Every line of the data is to be output verbatim.

=== Section Start ===

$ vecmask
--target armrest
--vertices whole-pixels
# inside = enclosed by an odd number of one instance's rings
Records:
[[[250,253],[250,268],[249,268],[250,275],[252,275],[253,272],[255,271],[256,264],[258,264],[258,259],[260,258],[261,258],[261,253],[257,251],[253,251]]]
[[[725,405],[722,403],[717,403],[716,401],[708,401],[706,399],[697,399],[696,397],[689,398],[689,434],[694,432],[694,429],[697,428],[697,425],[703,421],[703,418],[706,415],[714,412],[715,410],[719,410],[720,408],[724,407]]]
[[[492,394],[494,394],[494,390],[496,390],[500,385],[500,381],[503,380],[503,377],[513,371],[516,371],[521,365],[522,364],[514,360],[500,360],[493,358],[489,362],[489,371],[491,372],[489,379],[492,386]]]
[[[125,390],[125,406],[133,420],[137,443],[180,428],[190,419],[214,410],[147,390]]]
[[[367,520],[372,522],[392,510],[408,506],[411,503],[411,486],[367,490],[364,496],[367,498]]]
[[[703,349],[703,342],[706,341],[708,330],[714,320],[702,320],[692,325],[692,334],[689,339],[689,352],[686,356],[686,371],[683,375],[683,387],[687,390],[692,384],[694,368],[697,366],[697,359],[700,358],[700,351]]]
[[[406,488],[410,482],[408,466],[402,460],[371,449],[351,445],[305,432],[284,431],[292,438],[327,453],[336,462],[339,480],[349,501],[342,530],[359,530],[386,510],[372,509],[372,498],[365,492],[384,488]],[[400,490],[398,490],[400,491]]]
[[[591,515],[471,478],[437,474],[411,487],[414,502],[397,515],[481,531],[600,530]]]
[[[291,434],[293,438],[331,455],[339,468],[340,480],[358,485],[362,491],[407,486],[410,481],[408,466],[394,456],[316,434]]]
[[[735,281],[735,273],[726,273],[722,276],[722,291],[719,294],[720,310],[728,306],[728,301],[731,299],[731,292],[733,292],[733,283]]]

=== Section End ===

Task response:
$ vecmask
--target armrest
--vertices whole-pixels
# inside = enclosed by an odd number of one instance's rings
Records:
[[[250,253],[250,268],[249,268],[250,275],[252,275],[253,272],[255,271],[256,264],[258,264],[258,259],[260,258],[261,258],[261,253],[257,251],[253,251]]]
[[[725,405],[722,403],[717,403],[716,401],[708,401],[706,399],[697,399],[696,397],[689,398],[689,434],[694,432],[694,429],[697,428],[697,425],[703,421],[703,418],[706,415],[714,412],[715,410],[719,410],[720,408],[724,407]]]
[[[492,394],[494,394],[494,390],[496,390],[500,385],[500,381],[503,380],[503,377],[513,371],[516,371],[521,365],[522,364],[514,360],[500,360],[493,358],[489,362],[489,371],[491,372],[489,379],[492,386]]]
[[[125,390],[125,406],[133,420],[137,443],[180,428],[190,419],[214,410],[147,390]]]
[[[367,520],[372,522],[392,510],[408,506],[411,503],[411,486],[367,490],[364,496],[367,498]]]
[[[703,349],[703,342],[706,341],[708,330],[714,320],[702,320],[692,325],[692,334],[689,339],[689,352],[686,356],[686,371],[683,375],[683,387],[687,390],[692,384],[694,368],[697,366],[697,359],[700,358],[700,351]]]
[[[406,488],[410,482],[408,466],[402,460],[371,449],[351,445],[305,432],[284,431],[292,438],[327,453],[336,462],[339,480],[349,501],[342,530],[359,530],[386,510],[372,509],[372,498],[365,492],[384,488]],[[400,490],[398,490],[400,491]]]
[[[591,515],[471,478],[437,474],[411,487],[414,502],[397,515],[481,531],[600,530]]]
[[[291,434],[293,438],[331,455],[339,468],[340,480],[358,485],[362,491],[407,486],[410,481],[408,466],[394,456],[316,434]]]
[[[735,281],[735,273],[726,273],[722,276],[722,291],[719,294],[720,310],[728,306],[728,301],[731,299],[731,292],[733,292],[733,283]]]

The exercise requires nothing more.